** Text excerpt **
::::::::

The only skill it requires: to be able to use a controller/mouse and keyboard. 

Try playing Tribes.


----------



## CryoScales (Jan 6, 2010)

VitaiSlade said:


> Yes, MW2 requires skill. Lol. You'd have to be an idiot to think it didn't.



Just get a few 1888's and go hunting. Durr


----------



## Ishnuvalok (Jan 6, 2010)

CryoScales said:


> Just get a few 1888's and go hunting. Durr



Or "MARATHON, LIGHTWEIGHT, COMMANDO. DUAL GLOCK 18'S HURRR"


----------



## VitaiSlade (Jan 6, 2010)

Lol. These words coming from people who obviously have no skill/suck at the game...the ones who are butthurt from losing again and again and again. Roflmao.


----------



## EinTheCorgi (Jan 6, 2010)

or any gun with the heartbeat sensor and thermal sight


----------



## Riley (Jan 6, 2010)

EinTheCorgi said:


> or any gun with the heartbeat sensor and thermal sight



That goddamn thermal sight.  Wallhacks are now weapon attachments!  Still, MW2 is a good time waster.


----------



## EinTheCorgi (Jan 6, 2010)

Riley Bladepaw said:


> That goddamn thermal sight.  Wallhacks are now weapon attachments!  Still, MW2 is a good time waster.



yeah i just hate that the thermal sight turned sniping into a no skill thing


----------



## VitaiSlade (Jan 6, 2010)

EinTheCorgi said:


> yeah i just hate that the thermal sight turned sniping into a no skill thing



That's why you use 'Ninja'. Good God. I'm tired of hearing people complain about the heartbeat sensor crap. If you don't like it THAT much, USE NINJA! Guess what? You don't show up on their sensor then!


----------



## Aleister The Wolf (Jan 7, 2010)

If you wan't to friend me on live, I'll gladly play with you.
MW2 isnt the only game i play though, so i may not play at all some days, or i may play all day.


----------



## Ishnuvalok (Jan 7, 2010)

VitaiSlade said:


> Lol. These words coming from people who obviously have no skill/suck at the game...the ones who are butthurt from losing again and again and again. Roflmao.



>Implying that I suck when I usually come in the top 3 on the scoreboards.

Seriously, don't start talking about something you don't know about.


----------



## Fury Of Osiris (Jan 7, 2010)

Ishnuvalok said:


> >Implying that I suck when I usually come in the top 3 on the scoreboards.

::::::::

** Provided material **

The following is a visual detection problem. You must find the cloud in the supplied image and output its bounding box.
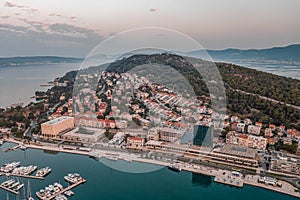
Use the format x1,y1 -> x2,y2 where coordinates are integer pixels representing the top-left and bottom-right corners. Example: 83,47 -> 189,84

::::::::

** Goals **
1. In the MW2 forum thread, which perk does VitaiSlade say keeps you off the heartbeat sensor?
2. Transcribe the MW2 forum thread word for word, from "If you wan't" up to and including "play all day.".
3. Go on with the MW2 forum thread, starting after its last line.
The material is separate from the MW2 forum thread.

** Solved tasks **
1. Ninja.

2.
If you wan't to friend me on live, I'll gladly play with you.
MW2 isnt the only game i play though, so i may not play at all some days, or i may play all day.

3.
> 
> Seriously, don't start talking about something you don't know about.


 
ooh, top 3. i hadnt played the game in a month and was using a premade class and got second on ground war. place means nothing. Btw, im not saying im good, or bad, at the game


----------



## VitaiSlade (Jan 7, 2010)

Ishnuvalok said:


> >Implying that I suck when I usually come in the top 3 on the scoreboards.
> 
> Seriously, don't start talking about something you don't know about.



Mhmm, sure you do. And I can do a triple backlip off a diving board.


----------



## Ishnuvalok (Jan 7, 2010)

Fury Of Osiris said:


> ooh, top 3. i hadnt played the game in a month and was using a premade class and got second on ground war. place means nothing. Btw, im not saying im good, or bad, at the game



No, place isn't everything. But it gives you a pretty good idea of what the players skill level is at.



VitaiSlade said:


> Mhmm, sure you do. And I can do a triple backlip off a diving board.



I do. Just because someone isn't good at a game doesn't mean they hate it. I suck balls at Counter Strike yet I think it's really fun. 

And maybe you can. I wouldn't know.

Also. 

U mad?


----------



## VitaiSlade (Jan 7, 2010)

> U mad?



No, I'm just naturally sarcastic to those I believe are of limited intelligence.


----------



## OssumPawesome (Jan 7, 2010)

VitaiSlade said:


> No, I'm just naturally sarcastic to those I believe are of limited intelligence.



Tell us why it requires such a wealth of skill compared to your other dime-a-dozen modern FPS, then?


----------



## Adrianfolf (Jan 7, 2010)

Wow this is disappointing agruing over a game that requires no skill at all just "Spray and pray." with MW2 IW is continuing to degrade COD further away into the abyss of unbalancedness


----------



## Ishnuvalok (Jan 7, 2010)

VitaiSlade said:


> No, I'm just naturally sarcastic to those I believe are of limited intelligence.



Really now, tell me why I suck so horribly at the game when you've never seen me play? Am I not allowed to say that I think "Modern Warfare 2 doesn't require much skill" when I don't find it all that challenging? Must I conform to your god-tier opinion just because you say so?

Also



VitaiSlade said:


> believe



"Believe is something you do in church!" is an expression here. Meaning that you shouldn't "believe", you should know. And if you don't know, you should find out.


----------



## WolfoxOkamichan (Jan 7, 2010)

Someone saying they're intelligent but they play MW2? wtf


----------



## Krallis (Jan 7, 2010)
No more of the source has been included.